Records to use
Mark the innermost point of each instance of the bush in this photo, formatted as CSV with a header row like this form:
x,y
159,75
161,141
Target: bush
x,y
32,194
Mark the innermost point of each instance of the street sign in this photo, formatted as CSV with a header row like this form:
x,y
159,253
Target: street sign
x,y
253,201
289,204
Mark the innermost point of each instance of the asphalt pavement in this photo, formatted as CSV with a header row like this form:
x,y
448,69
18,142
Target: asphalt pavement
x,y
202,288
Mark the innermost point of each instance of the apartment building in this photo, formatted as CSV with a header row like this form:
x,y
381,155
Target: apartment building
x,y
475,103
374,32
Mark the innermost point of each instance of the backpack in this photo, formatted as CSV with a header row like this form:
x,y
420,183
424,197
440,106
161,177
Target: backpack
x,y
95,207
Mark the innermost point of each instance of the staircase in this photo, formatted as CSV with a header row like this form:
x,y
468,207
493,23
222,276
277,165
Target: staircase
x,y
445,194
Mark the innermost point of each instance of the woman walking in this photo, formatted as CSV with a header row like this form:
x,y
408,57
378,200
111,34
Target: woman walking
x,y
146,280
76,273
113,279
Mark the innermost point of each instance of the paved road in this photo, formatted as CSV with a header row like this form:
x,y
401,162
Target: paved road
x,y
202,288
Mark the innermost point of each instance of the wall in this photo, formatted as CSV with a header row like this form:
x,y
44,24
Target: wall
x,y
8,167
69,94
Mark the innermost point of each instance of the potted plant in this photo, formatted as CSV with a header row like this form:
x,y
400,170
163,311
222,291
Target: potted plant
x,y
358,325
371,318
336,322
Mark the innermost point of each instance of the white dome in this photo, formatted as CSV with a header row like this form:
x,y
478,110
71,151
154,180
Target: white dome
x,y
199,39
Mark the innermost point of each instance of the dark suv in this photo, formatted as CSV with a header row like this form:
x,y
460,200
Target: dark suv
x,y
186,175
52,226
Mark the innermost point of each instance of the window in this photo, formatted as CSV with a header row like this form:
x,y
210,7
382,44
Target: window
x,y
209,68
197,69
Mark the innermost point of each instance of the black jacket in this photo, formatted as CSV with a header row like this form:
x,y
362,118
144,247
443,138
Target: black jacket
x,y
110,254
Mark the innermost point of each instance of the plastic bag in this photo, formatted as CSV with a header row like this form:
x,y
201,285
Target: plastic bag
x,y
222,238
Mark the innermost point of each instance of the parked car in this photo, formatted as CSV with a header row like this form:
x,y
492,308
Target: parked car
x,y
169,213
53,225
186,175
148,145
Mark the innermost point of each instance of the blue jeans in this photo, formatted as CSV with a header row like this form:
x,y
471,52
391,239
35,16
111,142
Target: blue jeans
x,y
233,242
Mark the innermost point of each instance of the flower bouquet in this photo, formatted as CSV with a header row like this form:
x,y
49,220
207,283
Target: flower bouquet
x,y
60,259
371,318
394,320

What you need to do
Reproduce all of the records above line for line, with no changes.

Task result
Mark the innermost point of each instance of the bush in this photo, formatted as CSV with a header row like this form:
x,y
159,75
161,141
Target: bush
x,y
32,194
Mark the innermost point of each instance of the street sign in this photo, formatted as CSV with a header row like this form:
x,y
159,253
Target: street sign
x,y
253,201
289,204
Mark the innermost point of each instance of the asphalt pavement in this photo, formatted as CSV with a header row like this form:
x,y
448,69
18,142
Target: asphalt pavement
x,y
202,288
Mark the innermost point of each instance of the apartment building in this photo, formatted as CSV with a header row like this form:
x,y
381,155
Target: apartment building
x,y
475,103
374,32
Mark the innermost point of each instance of the backpack in this photo, formatted as CSV with a header row like this form:
x,y
420,183
424,197
440,106
161,177
Target: backpack
x,y
95,207
Mark the innermost point of each instance of the staircase in this photo, formatted as CSV with a header row like this form:
x,y
468,207
493,23
222,276
277,165
Target: staircase
x,y
445,194
Mark the innermost point of each instance of the woman walking in this photo, formatted as CSV with a header row like this form:
x,y
408,57
378,200
111,34
Target: woman walking
x,y
146,280
76,273
113,279
Mark the innermost point of each instance of the paved road in this photo, formatted as CSV with a header row like this form:
x,y
401,162
Target: paved road
x,y
202,288
Mark the innermost point of each instance of the wall in this photo, formatted as CSV with a header row like this form:
x,y
44,24
Target: wall
x,y
8,167
69,94
Mark the innermost point of each instance of the potted plant in this photo, formatted as CSV with a header row like this form:
x,y
400,170
163,311
222,291
Target: potted plant
x,y
358,325
371,318
336,322
Mark the innermost point of each instance of the white dome in this photo, formatted as CSV with a header row like this form:
x,y
478,110
71,151
154,180
Target: white dome
x,y
199,39
Mark the innermost point of each instance of the dark suv in this photo, formatted as CSV with a header row like this form:
x,y
460,200
Target: dark suv
x,y
186,175
52,226
Mark the innermost point of each instance of the window in this photo, formatted as CSV with a header row like this form:
x,y
210,7
382,44
Target: window
x,y
209,68
197,69
Mark the innermost point of each instance of the black jacket in this photo, formatted as CSV with a header row like this form:
x,y
362,118
144,247
443,138
Target: black jacket
x,y
110,254
Mark the innermost point of each instance of the plastic bag in this photo, formatted as CSV with a header row like this form:
x,y
201,285
Target: plastic bag
x,y
222,238
Mark the innermost point of each instance of the parked car in this photo, formatted as CSV with a header row like this form:
x,y
492,308
Target: parked car
x,y
169,213
53,225
186,175
148,145
Mark the innermost point of each instance of the blue jeans in this photo, formatted as CSV with a header row like this form:
x,y
471,52
391,239
35,16
111,142
Target: blue jeans
x,y
233,242
Mark the innermost point of each instance of the flower bouquet in this photo, formatted as CSV with a header row like this form:
x,y
49,220
207,283
Target: flower bouquet
x,y
60,259
371,318
394,320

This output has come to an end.